Stated exercise: Filter the data below and copy out every line containing the word "coat", matching case exactly.

Data rows:
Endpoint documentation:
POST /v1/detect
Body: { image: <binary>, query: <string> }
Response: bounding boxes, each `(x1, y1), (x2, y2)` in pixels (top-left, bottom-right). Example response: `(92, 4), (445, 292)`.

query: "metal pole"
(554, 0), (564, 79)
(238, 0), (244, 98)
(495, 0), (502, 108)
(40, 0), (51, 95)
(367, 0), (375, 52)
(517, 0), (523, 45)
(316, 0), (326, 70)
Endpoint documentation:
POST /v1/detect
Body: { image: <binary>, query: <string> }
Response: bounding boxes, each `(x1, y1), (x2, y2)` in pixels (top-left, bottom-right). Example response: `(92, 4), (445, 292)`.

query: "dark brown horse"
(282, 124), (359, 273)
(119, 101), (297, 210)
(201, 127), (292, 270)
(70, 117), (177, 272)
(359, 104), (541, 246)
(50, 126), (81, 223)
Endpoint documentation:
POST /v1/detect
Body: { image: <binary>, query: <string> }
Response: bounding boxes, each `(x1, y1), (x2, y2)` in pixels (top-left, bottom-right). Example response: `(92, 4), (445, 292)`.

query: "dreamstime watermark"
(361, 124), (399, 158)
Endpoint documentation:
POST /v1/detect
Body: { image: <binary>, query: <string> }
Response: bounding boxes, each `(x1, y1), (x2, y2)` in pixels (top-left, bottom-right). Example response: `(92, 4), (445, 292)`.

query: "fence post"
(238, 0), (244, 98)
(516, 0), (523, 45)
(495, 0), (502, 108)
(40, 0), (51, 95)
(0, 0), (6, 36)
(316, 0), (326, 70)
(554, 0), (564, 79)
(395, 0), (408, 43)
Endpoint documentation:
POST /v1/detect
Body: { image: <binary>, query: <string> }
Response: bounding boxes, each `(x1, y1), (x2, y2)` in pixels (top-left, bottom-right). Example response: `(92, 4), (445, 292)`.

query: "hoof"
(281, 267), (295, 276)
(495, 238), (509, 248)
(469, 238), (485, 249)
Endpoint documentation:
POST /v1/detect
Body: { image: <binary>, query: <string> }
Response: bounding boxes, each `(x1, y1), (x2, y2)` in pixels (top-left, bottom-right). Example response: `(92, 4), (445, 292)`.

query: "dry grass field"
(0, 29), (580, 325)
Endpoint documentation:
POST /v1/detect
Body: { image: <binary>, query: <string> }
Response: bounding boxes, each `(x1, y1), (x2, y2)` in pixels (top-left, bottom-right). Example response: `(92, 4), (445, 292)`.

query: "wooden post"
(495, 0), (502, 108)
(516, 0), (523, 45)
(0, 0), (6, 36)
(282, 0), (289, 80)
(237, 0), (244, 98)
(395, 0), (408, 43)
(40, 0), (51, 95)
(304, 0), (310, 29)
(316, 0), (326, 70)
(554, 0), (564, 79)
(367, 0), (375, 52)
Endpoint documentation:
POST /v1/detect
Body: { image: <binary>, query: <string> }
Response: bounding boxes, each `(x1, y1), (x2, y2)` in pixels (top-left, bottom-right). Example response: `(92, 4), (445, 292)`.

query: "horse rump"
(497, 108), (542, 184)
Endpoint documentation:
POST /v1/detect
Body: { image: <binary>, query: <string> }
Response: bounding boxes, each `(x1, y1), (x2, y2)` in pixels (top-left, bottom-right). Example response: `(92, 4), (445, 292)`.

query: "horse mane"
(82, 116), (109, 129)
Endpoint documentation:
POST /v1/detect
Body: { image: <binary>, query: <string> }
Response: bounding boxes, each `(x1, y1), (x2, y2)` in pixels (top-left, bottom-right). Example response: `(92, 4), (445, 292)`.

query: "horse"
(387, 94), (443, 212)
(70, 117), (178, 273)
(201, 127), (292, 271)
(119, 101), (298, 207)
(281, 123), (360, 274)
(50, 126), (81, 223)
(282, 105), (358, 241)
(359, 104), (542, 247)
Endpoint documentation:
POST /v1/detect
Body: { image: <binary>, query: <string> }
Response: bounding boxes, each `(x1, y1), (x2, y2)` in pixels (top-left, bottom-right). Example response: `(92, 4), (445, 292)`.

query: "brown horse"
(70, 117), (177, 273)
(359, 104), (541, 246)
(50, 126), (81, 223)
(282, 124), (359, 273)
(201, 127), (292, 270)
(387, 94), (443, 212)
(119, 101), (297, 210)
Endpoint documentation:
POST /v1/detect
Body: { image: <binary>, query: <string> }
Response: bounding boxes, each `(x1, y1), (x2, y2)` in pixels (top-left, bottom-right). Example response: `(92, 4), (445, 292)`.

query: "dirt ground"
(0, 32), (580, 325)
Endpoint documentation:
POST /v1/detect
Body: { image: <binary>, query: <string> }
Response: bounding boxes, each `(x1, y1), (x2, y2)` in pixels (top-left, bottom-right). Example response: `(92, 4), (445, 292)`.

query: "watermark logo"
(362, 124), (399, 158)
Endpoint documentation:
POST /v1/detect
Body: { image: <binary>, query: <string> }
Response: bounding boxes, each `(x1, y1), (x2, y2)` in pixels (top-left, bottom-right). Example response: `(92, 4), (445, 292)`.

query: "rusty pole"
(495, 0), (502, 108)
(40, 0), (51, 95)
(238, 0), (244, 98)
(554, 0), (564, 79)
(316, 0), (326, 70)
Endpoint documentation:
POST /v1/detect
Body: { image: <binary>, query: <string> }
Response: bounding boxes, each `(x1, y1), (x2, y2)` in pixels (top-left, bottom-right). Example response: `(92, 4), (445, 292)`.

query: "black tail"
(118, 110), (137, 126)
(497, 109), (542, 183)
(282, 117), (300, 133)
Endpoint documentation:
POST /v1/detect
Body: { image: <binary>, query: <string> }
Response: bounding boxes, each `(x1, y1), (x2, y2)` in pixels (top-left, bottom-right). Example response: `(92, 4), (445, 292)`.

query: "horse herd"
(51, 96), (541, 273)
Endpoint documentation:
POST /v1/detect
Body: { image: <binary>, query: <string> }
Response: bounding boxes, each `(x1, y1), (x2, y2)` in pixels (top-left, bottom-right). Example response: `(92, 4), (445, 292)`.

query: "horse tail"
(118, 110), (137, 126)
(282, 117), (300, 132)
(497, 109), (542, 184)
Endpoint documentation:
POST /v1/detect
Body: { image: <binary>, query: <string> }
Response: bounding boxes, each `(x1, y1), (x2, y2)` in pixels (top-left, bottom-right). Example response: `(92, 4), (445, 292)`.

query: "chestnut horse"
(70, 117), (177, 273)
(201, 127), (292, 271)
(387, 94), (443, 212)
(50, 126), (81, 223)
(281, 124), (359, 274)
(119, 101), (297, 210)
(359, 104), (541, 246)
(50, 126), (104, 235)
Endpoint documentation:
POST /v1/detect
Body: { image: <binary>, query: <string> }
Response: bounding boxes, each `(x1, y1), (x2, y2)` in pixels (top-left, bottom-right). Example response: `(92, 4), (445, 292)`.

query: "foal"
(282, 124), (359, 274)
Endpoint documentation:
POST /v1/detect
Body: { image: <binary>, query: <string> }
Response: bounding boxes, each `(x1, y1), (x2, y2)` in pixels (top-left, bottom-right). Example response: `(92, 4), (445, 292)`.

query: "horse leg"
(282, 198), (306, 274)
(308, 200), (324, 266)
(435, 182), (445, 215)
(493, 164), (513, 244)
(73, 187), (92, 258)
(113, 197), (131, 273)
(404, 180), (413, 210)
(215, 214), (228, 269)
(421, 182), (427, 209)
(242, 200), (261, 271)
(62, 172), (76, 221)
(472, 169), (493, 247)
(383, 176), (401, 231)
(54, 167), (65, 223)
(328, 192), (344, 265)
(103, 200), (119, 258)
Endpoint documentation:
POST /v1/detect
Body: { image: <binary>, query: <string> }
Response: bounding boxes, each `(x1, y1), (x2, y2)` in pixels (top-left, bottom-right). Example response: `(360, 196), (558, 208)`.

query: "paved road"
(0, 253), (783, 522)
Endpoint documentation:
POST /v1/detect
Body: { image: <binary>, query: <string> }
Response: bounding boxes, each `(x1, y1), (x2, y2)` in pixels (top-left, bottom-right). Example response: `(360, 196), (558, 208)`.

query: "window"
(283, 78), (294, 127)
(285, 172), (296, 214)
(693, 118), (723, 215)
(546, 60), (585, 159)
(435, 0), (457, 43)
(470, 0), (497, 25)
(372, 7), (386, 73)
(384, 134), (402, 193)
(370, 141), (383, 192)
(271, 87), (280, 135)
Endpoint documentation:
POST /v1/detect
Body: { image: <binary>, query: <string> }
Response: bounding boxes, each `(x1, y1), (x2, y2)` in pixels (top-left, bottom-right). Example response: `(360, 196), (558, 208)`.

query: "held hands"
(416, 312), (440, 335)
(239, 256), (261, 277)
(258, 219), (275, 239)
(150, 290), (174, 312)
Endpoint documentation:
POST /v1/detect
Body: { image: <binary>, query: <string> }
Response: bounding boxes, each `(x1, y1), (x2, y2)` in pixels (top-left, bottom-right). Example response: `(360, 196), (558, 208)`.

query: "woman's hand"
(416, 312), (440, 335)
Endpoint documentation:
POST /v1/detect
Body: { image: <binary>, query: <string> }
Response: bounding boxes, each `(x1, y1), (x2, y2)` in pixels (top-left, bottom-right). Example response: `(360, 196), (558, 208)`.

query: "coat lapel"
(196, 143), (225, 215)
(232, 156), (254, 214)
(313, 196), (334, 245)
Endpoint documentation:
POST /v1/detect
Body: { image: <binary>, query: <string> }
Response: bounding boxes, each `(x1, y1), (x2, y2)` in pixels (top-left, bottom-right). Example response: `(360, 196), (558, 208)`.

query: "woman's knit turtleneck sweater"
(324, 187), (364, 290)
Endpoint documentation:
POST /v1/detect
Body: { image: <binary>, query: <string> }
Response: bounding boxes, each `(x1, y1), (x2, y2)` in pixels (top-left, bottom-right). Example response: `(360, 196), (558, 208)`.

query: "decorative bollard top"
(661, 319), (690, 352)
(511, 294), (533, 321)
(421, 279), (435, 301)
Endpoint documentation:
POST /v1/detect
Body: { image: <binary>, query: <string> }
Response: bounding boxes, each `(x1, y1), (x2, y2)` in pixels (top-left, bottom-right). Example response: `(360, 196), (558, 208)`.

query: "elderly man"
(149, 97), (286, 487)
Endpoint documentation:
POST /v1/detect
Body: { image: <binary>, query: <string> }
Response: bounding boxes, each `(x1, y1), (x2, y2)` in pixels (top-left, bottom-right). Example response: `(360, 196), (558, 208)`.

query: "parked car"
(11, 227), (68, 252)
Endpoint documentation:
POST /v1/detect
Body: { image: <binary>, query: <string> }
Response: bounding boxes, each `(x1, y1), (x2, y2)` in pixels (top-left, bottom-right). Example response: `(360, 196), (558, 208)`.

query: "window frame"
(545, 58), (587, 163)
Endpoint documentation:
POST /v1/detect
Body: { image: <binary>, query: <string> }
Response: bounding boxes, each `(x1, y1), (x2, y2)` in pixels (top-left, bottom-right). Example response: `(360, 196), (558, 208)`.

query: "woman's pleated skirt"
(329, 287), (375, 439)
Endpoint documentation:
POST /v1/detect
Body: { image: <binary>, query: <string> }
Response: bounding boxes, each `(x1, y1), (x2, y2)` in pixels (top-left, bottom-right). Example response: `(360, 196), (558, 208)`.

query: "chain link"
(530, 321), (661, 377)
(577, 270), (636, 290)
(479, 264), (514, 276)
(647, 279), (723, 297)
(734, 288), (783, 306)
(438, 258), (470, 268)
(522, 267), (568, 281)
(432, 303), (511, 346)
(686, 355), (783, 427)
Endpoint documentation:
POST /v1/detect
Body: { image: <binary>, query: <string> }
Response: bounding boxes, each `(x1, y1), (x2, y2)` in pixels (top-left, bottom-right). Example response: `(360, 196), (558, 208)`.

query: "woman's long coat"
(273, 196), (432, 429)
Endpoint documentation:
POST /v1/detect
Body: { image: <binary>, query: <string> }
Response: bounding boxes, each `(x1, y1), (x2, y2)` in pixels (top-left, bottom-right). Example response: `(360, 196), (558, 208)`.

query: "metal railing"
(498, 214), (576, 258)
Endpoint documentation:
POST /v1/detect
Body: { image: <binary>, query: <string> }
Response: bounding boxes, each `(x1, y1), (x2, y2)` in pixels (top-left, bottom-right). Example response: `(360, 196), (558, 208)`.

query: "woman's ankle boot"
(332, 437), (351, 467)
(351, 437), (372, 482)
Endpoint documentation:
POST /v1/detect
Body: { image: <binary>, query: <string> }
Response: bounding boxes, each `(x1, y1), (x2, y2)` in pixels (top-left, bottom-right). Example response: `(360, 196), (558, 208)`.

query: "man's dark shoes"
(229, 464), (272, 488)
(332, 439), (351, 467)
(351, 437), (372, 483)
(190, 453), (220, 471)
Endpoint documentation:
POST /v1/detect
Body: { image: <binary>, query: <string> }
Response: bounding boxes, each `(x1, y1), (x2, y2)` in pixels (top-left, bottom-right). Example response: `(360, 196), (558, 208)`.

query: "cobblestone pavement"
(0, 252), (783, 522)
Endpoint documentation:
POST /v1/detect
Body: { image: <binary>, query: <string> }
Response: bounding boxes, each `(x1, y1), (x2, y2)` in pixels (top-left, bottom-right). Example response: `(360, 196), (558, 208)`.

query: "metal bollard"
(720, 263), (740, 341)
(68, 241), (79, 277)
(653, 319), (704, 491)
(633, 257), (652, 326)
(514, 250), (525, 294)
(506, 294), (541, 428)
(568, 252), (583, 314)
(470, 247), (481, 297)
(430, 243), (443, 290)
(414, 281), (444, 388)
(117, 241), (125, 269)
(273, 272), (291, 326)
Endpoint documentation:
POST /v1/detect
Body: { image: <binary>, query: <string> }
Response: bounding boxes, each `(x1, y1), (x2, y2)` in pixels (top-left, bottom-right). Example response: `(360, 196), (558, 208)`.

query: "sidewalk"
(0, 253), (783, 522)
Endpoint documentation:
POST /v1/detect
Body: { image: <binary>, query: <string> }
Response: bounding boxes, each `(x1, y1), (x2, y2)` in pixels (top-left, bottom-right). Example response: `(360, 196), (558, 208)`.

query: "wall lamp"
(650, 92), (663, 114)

Full solution:
query: "coat lapel"
query: "woman's long coat"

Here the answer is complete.